— Activities —
1 – In the review excerpt on non-calcium phosphate binders, how many patients made up the population of the selected studies?
2 – Reproduce verbatim the part of the review excerpt on non-calcium phosphate binders that begins at the words "Methods Applied in" and ends after the words "Tables 1 and 2.".
3 – Write the next part of the review excerpt on non-calcium phosphate binders, picking up after its final sentence.

— Provided passage —
- - -
The aim of the present review is not to illustrate the specific actions produced by calcium-based binders and other drugs, including calcimimetic agents, but rather to focus on the direct and indirect mechanism of action of non- calcium phosphate binders. In doing so, emphasis will be placed almost exclusively to recent studies undertaken and no reference was made to morbidity and mortality rates, which are beyond the scope of this paper.
Methods Applied in Literature Review
Two hundred and thirty-seven published papers describing a correlation between hyperphosphatemia in CKD and vascular calcifications were analyzed. Subsequently, papers relating to a total of 9 randomized trials or featuring an effective study design were selected. All studies had focused on the use of non-calcium phosphate binders as a therapeutic option aimed at reducing nonbone, and prevalently vascular, calcifications in a population of 879 patients. The trials taken into consideration are listed in Tables 1 and 2.
Mechanisms of Action
The mechanism through which non-calcium phosphate binders exert their action and slow down progression of vascular calcifications is still unclear and remains to be clarified. However, the RIND study, evaluating progression of coronary artery calcification in incident hemodialysis patients, demonstrated that vascular calcification processes manifest in predialysis stages in the majority of patients, which may well be linked to deranged calcium and phosphate homeostasis. Novel insights into the pathophysiology of calcium and phosphate handling, especially the discovery of the phosphatonin FGF23, suggest that a more complex assessment of phosphate balance is warranted. This assess- ment should include measurements of fractional phosphate excretion and phosphatonin levels to objectively judge and effectively correct phosphate overload .
- - -
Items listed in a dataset
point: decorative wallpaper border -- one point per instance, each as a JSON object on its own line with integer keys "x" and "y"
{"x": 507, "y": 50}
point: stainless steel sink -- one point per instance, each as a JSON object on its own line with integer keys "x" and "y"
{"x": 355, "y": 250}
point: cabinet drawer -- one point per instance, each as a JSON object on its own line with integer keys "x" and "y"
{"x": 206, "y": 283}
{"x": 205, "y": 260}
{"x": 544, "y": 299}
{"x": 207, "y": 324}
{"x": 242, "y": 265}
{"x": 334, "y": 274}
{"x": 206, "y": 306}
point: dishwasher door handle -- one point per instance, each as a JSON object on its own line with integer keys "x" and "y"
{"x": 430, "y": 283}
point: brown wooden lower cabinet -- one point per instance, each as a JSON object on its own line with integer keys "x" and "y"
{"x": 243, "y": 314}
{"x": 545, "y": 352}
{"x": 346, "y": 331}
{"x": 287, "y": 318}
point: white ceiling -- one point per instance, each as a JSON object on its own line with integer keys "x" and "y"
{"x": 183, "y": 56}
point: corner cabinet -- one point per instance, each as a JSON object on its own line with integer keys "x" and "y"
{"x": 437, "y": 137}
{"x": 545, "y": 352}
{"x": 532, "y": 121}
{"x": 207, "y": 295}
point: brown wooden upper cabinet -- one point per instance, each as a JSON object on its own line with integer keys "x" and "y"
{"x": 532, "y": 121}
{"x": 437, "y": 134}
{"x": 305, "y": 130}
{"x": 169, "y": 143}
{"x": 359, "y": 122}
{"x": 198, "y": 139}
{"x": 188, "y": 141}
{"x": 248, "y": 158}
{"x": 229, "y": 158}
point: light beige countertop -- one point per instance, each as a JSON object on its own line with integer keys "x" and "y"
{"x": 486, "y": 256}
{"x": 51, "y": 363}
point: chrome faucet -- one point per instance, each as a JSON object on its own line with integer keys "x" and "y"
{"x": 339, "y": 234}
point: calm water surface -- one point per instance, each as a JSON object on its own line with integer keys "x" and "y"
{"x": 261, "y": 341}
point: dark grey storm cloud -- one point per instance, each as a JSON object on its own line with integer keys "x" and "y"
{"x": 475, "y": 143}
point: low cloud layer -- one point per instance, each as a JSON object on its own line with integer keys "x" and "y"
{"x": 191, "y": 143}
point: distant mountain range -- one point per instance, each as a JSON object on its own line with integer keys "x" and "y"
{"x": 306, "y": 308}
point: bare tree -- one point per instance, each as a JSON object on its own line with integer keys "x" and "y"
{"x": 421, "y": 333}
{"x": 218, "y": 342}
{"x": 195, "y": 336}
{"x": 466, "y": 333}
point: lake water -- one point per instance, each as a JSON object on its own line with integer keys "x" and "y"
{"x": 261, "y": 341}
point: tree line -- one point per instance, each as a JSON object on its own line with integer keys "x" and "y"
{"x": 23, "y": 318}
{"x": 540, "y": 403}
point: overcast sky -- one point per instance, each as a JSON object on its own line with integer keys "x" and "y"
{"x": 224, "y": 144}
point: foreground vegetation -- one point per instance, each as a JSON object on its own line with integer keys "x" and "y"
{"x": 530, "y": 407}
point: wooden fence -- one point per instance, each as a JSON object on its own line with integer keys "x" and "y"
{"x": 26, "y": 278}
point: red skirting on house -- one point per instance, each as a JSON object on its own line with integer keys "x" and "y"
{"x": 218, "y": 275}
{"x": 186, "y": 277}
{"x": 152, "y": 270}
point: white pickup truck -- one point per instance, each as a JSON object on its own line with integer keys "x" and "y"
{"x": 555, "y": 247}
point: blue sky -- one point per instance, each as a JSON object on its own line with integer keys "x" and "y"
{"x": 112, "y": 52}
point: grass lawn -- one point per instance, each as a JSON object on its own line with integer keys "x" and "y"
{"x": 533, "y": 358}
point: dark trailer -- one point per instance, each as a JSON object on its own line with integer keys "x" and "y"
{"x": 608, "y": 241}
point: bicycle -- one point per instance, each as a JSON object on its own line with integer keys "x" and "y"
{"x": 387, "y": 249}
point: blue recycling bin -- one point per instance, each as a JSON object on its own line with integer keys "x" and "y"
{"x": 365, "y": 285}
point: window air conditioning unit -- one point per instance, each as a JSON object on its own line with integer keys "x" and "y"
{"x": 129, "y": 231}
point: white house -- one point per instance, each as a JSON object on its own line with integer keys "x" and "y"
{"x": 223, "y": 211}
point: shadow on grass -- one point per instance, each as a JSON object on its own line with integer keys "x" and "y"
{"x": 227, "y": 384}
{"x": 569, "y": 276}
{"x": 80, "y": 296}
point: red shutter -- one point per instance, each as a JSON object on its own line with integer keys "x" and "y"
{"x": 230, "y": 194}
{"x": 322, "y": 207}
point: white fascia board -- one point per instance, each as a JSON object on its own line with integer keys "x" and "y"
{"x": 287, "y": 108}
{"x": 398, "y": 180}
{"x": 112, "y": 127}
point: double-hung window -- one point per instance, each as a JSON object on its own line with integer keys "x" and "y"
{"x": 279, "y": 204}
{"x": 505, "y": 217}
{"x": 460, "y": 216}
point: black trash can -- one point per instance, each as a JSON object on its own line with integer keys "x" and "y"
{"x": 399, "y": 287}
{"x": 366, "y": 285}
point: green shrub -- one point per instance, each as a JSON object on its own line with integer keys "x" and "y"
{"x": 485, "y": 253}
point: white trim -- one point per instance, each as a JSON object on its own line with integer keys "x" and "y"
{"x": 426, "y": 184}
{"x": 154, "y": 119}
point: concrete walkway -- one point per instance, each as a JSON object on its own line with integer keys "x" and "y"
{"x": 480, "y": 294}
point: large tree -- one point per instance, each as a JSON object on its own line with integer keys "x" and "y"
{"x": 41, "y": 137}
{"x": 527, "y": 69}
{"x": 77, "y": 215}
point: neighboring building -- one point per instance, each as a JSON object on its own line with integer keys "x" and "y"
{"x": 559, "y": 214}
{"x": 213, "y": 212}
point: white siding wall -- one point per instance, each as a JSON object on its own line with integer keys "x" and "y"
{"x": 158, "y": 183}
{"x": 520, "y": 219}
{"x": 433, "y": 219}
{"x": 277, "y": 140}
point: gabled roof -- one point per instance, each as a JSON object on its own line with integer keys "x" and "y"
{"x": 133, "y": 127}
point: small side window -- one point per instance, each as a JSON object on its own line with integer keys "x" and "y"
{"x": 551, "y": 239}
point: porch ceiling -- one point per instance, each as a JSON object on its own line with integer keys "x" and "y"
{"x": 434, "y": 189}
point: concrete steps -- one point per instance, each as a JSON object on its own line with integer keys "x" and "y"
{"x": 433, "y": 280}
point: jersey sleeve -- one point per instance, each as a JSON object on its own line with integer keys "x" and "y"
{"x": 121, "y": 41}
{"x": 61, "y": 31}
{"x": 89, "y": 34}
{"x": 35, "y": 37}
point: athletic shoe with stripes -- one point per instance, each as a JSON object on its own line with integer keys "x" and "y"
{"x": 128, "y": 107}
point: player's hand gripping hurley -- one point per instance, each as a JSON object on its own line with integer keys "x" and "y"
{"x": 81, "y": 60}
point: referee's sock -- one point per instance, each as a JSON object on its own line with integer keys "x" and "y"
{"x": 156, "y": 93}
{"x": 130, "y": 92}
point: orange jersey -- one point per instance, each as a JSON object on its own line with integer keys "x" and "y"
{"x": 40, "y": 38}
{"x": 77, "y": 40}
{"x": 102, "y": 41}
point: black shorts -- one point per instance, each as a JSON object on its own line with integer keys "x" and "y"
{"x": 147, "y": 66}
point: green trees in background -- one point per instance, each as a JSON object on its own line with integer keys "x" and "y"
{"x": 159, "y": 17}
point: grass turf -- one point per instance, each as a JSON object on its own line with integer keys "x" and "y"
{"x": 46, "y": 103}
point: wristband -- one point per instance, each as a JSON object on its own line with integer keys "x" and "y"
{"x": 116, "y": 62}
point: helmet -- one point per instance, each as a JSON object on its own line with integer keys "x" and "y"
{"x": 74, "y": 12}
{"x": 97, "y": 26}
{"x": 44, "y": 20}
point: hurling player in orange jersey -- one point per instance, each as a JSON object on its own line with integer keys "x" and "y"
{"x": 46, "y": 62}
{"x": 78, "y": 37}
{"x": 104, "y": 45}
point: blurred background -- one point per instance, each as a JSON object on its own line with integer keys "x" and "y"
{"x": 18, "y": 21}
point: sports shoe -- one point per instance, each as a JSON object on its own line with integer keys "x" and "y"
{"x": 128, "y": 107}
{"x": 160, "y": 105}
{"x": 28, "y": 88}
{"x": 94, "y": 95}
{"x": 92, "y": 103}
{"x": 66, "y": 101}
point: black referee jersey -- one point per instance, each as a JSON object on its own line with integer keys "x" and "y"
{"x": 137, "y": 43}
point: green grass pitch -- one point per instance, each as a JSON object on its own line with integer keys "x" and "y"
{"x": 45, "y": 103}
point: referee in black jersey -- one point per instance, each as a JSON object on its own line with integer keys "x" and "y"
- - -
— Answers for each item —
1 – 879 patients.

2 –
Methods Applied in Literature Review
Two hundred and thirty-seven published papers describing a correlation between hyperphosphatemia in CKD and vascular calcifications were analyzed. Subsequently, papers relating to a total of 9 randomized trials or featuring an effective study design were selected. All studies had focused on the use of non-calcium phosphate binders as a therapeutic option aimed at reducing nonbone, and prevalently vascular, calcifications in a population of 879 patients. The trials taken into consideration are listed in Tables 1 and 2.

3 –
New markers, such as FGF-23, have been identified as inducers of vascular calcification and cardiovascular disease in CKD. Therefore, the use of calcium-free phosphate binders may reduce the risk of cardiovascular disease by reducing both serum phosphate and FGF-23 levels . Recent findings have provided evidence of a direct action of non-calcium phosphate binders on the progression of vascular calcifications. Data published to date on the use of non-calcium phosphate binders such as sevelamer and lanthanum carbonate recommend the administration of these drugs from the initial stages of CKD in association with a dietary intake of phosphorous in order to prevent an increase in FGF-23 and the action produced by the later on vascular calcifications [39, 40].
To conclude, a large number of reports present in literature recommend that serum phosphate levels be closely monitored, whilst at the same time not overlooking important aspects such as eliciting a decrease in the onset and progression of vascular calcifications that produce a marked effect on the morbidity and mortality rates of CKD patients at all stages. The tendency is to reduce calcium intake both through dialysis and by administration of non-calcium phosphate binders that have proved effective in controlling hyperphosphatemia but which also feature pharmacological characteristics capable of producing a direct decrease in calcifications to the vascular endothelium. In spite of the large body of evidence provided in literature, further ran- domized, prospective studies should be undertaken with the specific aim of evaluating the incident population to provide further confirmation and optimization of the beneficial effects reported to date.